This architecture enables fault-tolerant distributed computing with automatic recovery, lineage tracking, and optimized data locality.

Capabilities

SparkContext and Configuration

The main entry point for Spark applications, providing methods to create RDDs, manage configuration, and control cluster resources.

class SparkContext(config: SparkConf)
class SparkConf(loadDefaults: Boolean = true)

// Key SparkContext methods
def parallelize[T: ClassTag](seq: Seq[T], numSlices: Int = defaultParallelism): RDD[T]
def textFile(path: String, minPartitions: Int = defaultMinPartitions): RDD[String]
def broadcast[T: ClassTag](value: T): Broadcast[T]
def longAccumulator(name: String): LongAccumulator
def stop(): Unit

SparkContext and Configuration

RDD Operations

Core distributed dataset operations including transformations (lazy) and actions (eager execution).

abstract class RDD[T: ClassTag]

// Core transformations
def map[U: ClassTag](f: T => U): RDD[U]
def filter(f: T => Boolean): RDD[T]
def flatMap[U: ClassTag](f: T => TraversableOnce[U]): RDD[U]
def union(other: RDD[T]): RDD[T]
def distinct(): RDD[T]

// Core actions  
def collect(): Array[T]
def count(): Long
def reduce(f: (T, T) => T): T
def foreach(f: T => Unit): Unit

RDD Operations

Key-Value Operations

Specialized operations available on RDDs of key-value pairs, including joins, grouping, and aggregations.

Excerpts from a pointing dataset
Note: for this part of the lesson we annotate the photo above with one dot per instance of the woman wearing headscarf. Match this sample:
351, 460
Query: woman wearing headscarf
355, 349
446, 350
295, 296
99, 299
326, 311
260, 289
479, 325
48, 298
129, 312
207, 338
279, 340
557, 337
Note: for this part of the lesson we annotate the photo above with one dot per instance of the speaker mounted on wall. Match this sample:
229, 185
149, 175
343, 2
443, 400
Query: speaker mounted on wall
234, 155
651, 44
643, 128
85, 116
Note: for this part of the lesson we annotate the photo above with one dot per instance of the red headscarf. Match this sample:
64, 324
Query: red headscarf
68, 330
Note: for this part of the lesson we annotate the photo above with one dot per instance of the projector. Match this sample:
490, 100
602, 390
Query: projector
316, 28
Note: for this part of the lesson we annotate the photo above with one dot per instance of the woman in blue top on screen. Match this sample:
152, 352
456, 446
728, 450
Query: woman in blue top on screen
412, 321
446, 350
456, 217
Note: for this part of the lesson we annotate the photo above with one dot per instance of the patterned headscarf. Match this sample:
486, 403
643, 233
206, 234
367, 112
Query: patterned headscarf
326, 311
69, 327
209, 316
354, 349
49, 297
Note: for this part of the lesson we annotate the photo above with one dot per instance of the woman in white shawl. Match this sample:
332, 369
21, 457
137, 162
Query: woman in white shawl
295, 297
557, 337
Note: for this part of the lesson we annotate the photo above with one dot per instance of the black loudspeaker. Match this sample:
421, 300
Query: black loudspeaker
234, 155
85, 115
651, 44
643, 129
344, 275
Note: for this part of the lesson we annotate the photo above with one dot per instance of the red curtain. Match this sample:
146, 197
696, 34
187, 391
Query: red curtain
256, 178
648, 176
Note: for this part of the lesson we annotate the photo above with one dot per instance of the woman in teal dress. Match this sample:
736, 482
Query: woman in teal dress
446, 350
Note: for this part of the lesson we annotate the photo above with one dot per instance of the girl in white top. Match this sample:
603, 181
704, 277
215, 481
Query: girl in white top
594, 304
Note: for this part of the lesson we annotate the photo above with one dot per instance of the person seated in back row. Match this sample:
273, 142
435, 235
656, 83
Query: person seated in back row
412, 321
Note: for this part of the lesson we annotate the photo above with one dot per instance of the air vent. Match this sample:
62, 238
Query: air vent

== PROBLEM TO SOLVE ==
Reproduce the Spark API text in full, word for word. These entries were drawn from a separate source.

== RESULT ==
This architecture enables fault-tolerant distributed computing with automatic recovery, lineage tracking, and optimized data locality.

Capabilities

SparkContext and Configuration

The main entry point for Spark applications, providing methods to create RDDs, manage configuration, and control cluster resources.

class SparkContext(config: SparkConf)
class SparkConf(loadDefaults: Boolean = true)

// Key SparkContext methods
def parallelize[T: ClassTag](seq: Seq[T], numSlices: Int = defaultParallelism): RDD[T]
def textFile(path: String, minPartitions: Int = defaultMinPartitions): RDD[String]
def broadcast[T: ClassTag](value: T): Broadcast[T]
def longAccumulator(name: String): LongAccumulator
def stop(): Unit

SparkContext and Configuration

RDD Operations

Core distributed dataset operations including transformations (lazy) and actions (eager execution).

abstract class RDD[T: ClassTag]

// Core transformations
def map[U: ClassTag](f: T => U): RDD[U]
def filter(f: T => Boolean): RDD[T]
def flatMap[U: ClassTag](f: T => TraversableOnce[U]): RDD[U]
def union(other: RDD[T]): RDD[T]
def distinct(): RDD[T]

// Core actions  
def collect(): Array[T]
def count(): Long
def reduce(f: (T, T) => T): T
def foreach(f: T => Unit): Unit

RDD Operations

Key-Value Operations

Specialized operations available on RDDs of key-value pairs, including joins, grouping, and aggregations.